Take down each entry exactly as written.

========

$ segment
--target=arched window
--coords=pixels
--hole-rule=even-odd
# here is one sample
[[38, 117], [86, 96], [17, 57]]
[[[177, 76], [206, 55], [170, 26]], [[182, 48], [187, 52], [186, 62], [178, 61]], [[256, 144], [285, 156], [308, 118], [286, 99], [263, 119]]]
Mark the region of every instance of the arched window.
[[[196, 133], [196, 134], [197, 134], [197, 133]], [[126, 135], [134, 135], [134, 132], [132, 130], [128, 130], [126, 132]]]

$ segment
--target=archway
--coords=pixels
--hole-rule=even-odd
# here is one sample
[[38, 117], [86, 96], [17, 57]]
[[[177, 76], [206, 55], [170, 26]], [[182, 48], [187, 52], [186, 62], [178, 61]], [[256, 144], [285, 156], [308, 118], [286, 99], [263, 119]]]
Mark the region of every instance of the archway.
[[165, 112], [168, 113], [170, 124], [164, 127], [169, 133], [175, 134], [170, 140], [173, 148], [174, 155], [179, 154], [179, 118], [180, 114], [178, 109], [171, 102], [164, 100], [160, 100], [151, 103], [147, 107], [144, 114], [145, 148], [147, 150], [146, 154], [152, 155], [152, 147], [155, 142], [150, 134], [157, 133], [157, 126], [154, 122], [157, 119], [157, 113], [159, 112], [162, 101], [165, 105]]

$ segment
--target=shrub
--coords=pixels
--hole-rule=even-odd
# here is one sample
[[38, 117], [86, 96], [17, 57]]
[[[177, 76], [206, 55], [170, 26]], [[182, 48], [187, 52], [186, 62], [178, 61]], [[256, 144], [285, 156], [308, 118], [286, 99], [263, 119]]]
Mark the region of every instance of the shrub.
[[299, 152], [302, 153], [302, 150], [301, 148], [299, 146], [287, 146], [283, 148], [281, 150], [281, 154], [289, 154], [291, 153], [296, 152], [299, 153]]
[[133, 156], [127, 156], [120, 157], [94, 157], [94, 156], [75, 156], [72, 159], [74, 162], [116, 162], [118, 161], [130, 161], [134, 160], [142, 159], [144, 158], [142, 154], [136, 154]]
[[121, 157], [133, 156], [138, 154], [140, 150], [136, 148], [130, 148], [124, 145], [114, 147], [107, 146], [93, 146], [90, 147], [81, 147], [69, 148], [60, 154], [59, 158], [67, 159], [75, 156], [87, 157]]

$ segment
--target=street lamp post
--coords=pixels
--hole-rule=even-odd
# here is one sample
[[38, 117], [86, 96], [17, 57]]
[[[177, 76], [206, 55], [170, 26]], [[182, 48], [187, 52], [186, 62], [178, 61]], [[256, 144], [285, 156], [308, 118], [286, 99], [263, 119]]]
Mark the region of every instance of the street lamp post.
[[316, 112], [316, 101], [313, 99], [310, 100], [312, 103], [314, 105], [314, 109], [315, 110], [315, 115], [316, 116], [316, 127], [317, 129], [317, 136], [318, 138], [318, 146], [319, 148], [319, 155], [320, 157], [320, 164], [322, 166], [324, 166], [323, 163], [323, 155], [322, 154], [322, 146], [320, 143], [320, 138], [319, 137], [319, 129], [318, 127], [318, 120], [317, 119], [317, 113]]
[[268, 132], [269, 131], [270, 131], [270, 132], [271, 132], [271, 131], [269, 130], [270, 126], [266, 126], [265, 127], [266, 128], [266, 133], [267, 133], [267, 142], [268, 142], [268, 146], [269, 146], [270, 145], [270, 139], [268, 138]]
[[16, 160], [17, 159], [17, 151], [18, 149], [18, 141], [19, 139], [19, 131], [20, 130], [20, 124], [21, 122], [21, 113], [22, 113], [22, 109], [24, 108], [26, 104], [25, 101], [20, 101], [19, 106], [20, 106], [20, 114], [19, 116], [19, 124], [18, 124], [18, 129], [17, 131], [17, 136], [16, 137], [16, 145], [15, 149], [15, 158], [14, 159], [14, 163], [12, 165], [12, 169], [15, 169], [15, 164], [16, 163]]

========

◆ ANSWER BELOW:
$ segment
--target=arched window
--coords=pixels
--hole-rule=even-odd
# here is one sample
[[38, 117], [86, 96], [17, 57]]
[[[177, 76], [206, 55], [170, 26]], [[182, 48], [187, 52], [186, 62], [178, 61]], [[256, 144], [285, 156], [308, 118], [286, 99], [263, 119]]]
Mark the region of every instance of the arched window.
[[[196, 133], [196, 134], [197, 134], [197, 133]], [[126, 135], [134, 135], [134, 132], [132, 130], [128, 130], [126, 132]]]

$ segment
--target=archway
--coords=pixels
--hole-rule=even-odd
# here is one sample
[[38, 117], [86, 96], [17, 57]]
[[[177, 76], [206, 55], [170, 26]], [[182, 48], [187, 52], [186, 62], [178, 61]], [[256, 144], [285, 156], [308, 118], [286, 99], [263, 119]]]
Mark the region of every instance of the archway.
[[165, 112], [168, 113], [170, 124], [164, 127], [169, 133], [175, 134], [170, 140], [173, 148], [174, 155], [179, 154], [179, 118], [180, 114], [178, 109], [171, 102], [164, 100], [160, 100], [151, 103], [147, 107], [144, 114], [145, 148], [147, 150], [146, 154], [152, 155], [152, 147], [155, 142], [150, 134], [157, 133], [157, 126], [154, 122], [157, 119], [157, 113], [159, 112], [162, 101], [165, 105]]

$ segment
--target=shrub
--coords=pixels
--hole-rule=even-odd
# here is one sample
[[38, 117], [86, 96], [17, 57]]
[[[177, 76], [206, 55], [170, 26]], [[182, 48], [187, 52], [186, 62], [178, 61]], [[256, 144], [285, 156], [308, 118], [286, 99], [263, 119]]]
Mark the region of every instance of the shrub.
[[299, 152], [302, 153], [302, 150], [301, 148], [299, 146], [287, 146], [283, 148], [281, 150], [281, 154], [289, 154], [291, 153], [296, 152], [299, 153]]
[[133, 156], [127, 156], [120, 157], [94, 157], [94, 156], [75, 156], [72, 159], [74, 162], [116, 162], [118, 161], [130, 161], [134, 160], [142, 159], [144, 158], [142, 154], [136, 154]]
[[121, 157], [133, 156], [138, 154], [140, 150], [136, 148], [130, 148], [124, 145], [114, 147], [107, 146], [93, 146], [90, 147], [81, 147], [69, 148], [60, 154], [59, 158], [67, 159], [75, 156], [87, 157]]

$ segment
--target=street lamp post
--coords=pixels
--hole-rule=even-odd
# here is one sample
[[38, 117], [86, 96], [17, 57]]
[[[177, 76], [206, 55], [170, 26]], [[182, 48], [187, 52], [186, 62], [178, 61]], [[256, 144], [285, 156], [308, 118], [286, 99], [263, 119]]]
Mark the region of every instance of the street lamp post.
[[316, 112], [316, 101], [313, 99], [310, 100], [312, 103], [314, 105], [314, 109], [315, 110], [315, 115], [316, 116], [316, 127], [317, 129], [317, 136], [318, 138], [318, 146], [319, 148], [319, 155], [320, 157], [320, 164], [322, 166], [324, 166], [323, 163], [323, 155], [322, 154], [322, 146], [320, 143], [320, 138], [319, 137], [319, 129], [318, 127], [318, 120], [317, 119], [317, 113]]
[[268, 132], [269, 131], [270, 131], [270, 132], [271, 132], [271, 131], [269, 130], [270, 126], [266, 126], [265, 127], [266, 128], [266, 133], [267, 133], [267, 142], [268, 142], [268, 146], [269, 146], [270, 145], [270, 139], [268, 138]]
[[16, 160], [17, 159], [17, 151], [18, 149], [18, 141], [19, 139], [19, 131], [20, 130], [20, 124], [21, 122], [21, 113], [22, 113], [22, 109], [24, 108], [26, 104], [25, 101], [20, 101], [19, 106], [20, 106], [20, 114], [19, 116], [19, 124], [18, 124], [18, 129], [17, 131], [17, 136], [16, 137], [16, 145], [15, 149], [15, 158], [14, 159], [14, 163], [12, 165], [12, 169], [15, 169], [15, 164], [16, 163]]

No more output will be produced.